*** MATERIAL SHOWN

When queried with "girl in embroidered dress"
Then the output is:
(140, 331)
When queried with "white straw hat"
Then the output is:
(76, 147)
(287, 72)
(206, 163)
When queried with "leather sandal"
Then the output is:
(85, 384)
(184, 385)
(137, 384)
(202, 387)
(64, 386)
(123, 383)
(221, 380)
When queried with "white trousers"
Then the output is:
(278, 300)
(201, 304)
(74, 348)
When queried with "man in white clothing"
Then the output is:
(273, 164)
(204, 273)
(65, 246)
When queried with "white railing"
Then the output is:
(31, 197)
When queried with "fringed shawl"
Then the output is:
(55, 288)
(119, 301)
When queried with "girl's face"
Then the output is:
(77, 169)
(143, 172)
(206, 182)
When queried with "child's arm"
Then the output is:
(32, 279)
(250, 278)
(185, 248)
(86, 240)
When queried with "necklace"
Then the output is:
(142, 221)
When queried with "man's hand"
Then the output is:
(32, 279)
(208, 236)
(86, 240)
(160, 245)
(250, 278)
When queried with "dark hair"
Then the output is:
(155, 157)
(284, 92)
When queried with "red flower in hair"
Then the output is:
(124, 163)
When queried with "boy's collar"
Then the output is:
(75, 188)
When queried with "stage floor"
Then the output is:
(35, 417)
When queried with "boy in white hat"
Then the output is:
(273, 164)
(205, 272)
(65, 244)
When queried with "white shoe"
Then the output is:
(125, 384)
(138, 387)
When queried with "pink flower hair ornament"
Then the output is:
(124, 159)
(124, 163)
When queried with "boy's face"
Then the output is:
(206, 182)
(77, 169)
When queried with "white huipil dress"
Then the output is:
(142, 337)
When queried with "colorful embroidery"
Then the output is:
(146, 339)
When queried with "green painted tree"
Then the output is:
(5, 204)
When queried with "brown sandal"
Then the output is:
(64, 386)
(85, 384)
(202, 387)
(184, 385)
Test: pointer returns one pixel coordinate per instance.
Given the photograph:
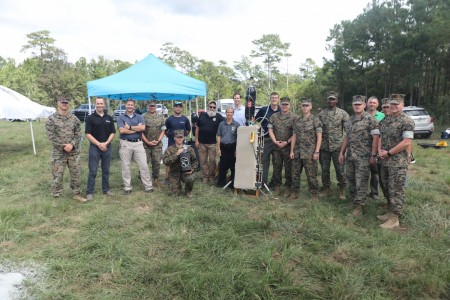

******

CHALLENGE: How many lines in the entries above contain the word "face"? Reply with the number alone.

ANSWER BELOW: 2